TRAVAIL DEMANDÉ
1: Répondez à ces questions sur l'extrait à lire :
(a) Dans quel journal et à quelle date le texte a-t-il été publié ?
(b) Combien de fois la nouvelle émission de la série revient-elle sur des extraits des interventions de Pierre Bourdieu ?
(c) Qui est le producteur de l'émission ?
2: Résumez l'extrait à lire en deux phrases.
3: Recopiez le passage de l'extrait à lire qui commence par « La récidive a » et se poursuit jusqu'à « de l’ordre télévisuel. ».

EXTRAIT À LIRE
--*--
En France, plusieurs émissions de télévision se proposent de décrypter les images que reçoivent les téléspectateurs. Se fondant sur l’idée que la télévision peut critiquer la télévision, elles tentent de combattre la méfiance grandissante du public à l’égard de ce média. Pierre Bourdieu, qui a, en janvier dernier, participé à la principale de ces émissions, « Arrêt sur images », livre ici son témoignage.
« Arrêt sur images », La Cinquième, 23 janvier 1996 et 13 mars 1996.
Par Pierre BOURDIEU, Sociologue, professeur au Collège de France.
Publié dans Le Monde Diplomatique. Avril 1996
J’ai écrit ces notes dans les jours qui ont suivi mon passage à l’émission « Arrêt sur images ». J’avais, dès ce moment-là, le sentiment que ma confiance avait été abusée, mais je n’envisageais pas de les rendre publiques, pensant qu’il y aurait eu là quelque chose de déloyal. Or voilà qu’une nouvelle émission de la même série revient à quatre reprises — quel acharnement ! — sur des extraits de mes interventions, et présente ce règlement de comptes rétrospectif comme un audacieux retour critique de l’émission sur elle-même. Beau courage en effet : on ne s’est guère inquiété, en ce cas, d’opposer des « contradicteurs » aux trois spadassins chargés de l’exécution critique des propos présentés.
La récidive a valeur d’aveu : devant une rupture aussi évidente du contrat de confiance qui devrait unir l’invitant et l’invité, je me sens libre de publier ces observations, que chacun pourra aisément vérifier en visionnant l’enregistrement des deux émissions (« Arrêt sur images », La Cinquième, 23 janvier 1996 et 13 mars 1996.). Ceux qui auraient encore pu douter, après avoir vu la première, que la télévision est un formidable instrument de domination devraient, cette fois, être convaincus : Daniel Schneidermann, producteur de l’émission, en a fait la preuve, malgré lui, en donnant à voir que la télévision est le lieu où deux présentateurs peuvent triompher sans peine de tous les critiques de l’ordre télévisuel.
--*--
DONNÉES EXTRAITES
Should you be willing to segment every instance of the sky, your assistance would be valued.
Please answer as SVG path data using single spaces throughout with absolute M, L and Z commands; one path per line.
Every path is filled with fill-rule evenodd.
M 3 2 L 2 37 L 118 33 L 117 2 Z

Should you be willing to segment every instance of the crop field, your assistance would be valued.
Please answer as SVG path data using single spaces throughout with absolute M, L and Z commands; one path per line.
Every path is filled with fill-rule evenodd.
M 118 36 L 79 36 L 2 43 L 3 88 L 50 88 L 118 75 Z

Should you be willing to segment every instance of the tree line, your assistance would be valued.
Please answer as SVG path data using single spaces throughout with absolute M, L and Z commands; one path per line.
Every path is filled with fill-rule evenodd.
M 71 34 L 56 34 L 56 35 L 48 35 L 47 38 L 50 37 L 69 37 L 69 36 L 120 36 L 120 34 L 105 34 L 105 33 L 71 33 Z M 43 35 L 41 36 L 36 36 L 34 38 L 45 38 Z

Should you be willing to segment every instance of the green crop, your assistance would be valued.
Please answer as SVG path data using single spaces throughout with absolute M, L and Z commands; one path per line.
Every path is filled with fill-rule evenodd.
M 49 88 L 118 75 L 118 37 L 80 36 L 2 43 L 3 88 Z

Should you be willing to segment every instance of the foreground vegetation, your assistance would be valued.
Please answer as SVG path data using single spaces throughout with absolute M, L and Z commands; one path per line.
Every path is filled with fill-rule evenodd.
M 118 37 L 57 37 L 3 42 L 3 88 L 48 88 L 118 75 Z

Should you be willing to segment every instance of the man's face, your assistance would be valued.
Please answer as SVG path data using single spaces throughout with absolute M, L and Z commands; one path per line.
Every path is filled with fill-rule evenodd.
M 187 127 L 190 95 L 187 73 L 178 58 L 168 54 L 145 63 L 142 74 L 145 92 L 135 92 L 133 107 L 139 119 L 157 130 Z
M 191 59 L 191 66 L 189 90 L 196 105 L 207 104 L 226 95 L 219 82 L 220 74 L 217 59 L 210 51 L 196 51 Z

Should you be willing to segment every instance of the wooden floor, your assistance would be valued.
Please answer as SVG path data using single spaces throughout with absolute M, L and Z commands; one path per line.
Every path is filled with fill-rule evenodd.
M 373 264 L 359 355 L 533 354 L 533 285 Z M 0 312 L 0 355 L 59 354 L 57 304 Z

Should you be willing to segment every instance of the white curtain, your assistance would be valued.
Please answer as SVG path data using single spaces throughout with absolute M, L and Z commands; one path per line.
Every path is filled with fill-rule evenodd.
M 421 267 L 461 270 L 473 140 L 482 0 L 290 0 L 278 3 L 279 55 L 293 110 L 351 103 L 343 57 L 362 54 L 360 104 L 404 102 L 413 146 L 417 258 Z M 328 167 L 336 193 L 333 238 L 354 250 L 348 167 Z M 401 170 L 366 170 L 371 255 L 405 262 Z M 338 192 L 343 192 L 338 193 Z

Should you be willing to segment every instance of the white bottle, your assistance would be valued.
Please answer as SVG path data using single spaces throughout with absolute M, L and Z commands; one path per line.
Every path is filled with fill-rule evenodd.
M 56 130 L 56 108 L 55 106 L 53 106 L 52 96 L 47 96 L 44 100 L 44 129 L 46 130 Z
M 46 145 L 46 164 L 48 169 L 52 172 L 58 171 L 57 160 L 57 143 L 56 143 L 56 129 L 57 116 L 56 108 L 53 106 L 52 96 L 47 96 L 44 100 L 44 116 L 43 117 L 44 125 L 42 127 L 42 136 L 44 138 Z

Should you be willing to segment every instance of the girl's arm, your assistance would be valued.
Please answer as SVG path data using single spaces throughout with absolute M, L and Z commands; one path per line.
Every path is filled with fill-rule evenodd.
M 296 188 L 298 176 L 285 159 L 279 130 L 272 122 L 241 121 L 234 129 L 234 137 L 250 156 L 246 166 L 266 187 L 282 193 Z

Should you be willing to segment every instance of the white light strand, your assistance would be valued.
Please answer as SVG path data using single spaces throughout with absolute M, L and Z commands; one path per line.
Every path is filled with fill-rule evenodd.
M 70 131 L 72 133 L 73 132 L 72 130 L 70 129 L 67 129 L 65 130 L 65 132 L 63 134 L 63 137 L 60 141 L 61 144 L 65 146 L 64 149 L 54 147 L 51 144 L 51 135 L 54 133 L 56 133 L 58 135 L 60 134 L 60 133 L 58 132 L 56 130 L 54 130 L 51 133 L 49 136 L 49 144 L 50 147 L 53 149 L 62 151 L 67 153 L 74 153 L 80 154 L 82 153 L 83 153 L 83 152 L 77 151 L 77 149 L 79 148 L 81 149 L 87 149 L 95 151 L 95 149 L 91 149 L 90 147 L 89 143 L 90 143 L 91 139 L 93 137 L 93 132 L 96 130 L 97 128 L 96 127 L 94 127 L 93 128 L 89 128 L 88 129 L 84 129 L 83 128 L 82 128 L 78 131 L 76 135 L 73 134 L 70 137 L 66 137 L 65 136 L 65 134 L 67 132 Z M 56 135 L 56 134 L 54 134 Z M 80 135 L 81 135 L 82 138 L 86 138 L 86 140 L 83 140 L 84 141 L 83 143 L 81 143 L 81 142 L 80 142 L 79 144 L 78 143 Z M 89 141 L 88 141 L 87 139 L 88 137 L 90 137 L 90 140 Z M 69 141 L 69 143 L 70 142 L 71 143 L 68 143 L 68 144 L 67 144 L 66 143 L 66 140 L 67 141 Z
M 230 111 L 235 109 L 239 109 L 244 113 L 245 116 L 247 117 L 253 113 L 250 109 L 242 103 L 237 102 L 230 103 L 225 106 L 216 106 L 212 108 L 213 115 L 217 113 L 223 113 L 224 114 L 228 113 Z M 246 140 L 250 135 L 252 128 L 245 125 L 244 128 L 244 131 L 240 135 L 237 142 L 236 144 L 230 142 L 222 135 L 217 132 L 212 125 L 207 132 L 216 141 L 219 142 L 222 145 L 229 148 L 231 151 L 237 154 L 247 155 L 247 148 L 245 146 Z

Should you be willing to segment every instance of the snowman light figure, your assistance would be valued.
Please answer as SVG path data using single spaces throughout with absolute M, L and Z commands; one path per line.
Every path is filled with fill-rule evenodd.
--*--
RÉPONSES PAR CONSIGNE
1:
(a) Dans Le Monde Diplomatique, en avril 1996.
(b) À quatre reprises.
(c) Daniel Schneidermann.

2: Après son passage à « Arrêt sur images », Pierre Bourdieu a eu le sentiment que sa confiance avait été abusée, mais il n'envisageait pas de rendre publiques les notes qu'il avait écrites. Une nouvelle émission de la série étant revenue à quatre reprises sur ses interventions, il se sent libre de les publier et affirme que le producteur a prouvé malgré lui que la télévision est le lieu où deux présentateurs peuvent triompher sans peine de tous les critiques de l'ordre télévisuel.

3:
La récidive a valeur d’aveu : devant une rupture aussi évidente du contrat de confiance qui devrait unir l’invitant et l’invité, je me sens libre de publier ces observations, que chacun pourra aisément vérifier en visionnant l’enregistrement des deux émissions (« Arrêt sur images », La Cinquième, 23 janvier 1996 et 13 mars 1996.). Ceux qui auraient encore pu douter, après avoir vu la première, que la télévision est un formidable instrument de domination devraient, cette fois, être convaincus : Daniel Schneidermann, producteur de l’émission, en a fait la preuve, malgré lui, en donnant à voir que la télévision est le lieu où deux présentateurs peuvent triompher sans peine de tous les critiques de l’ordre télévisuel.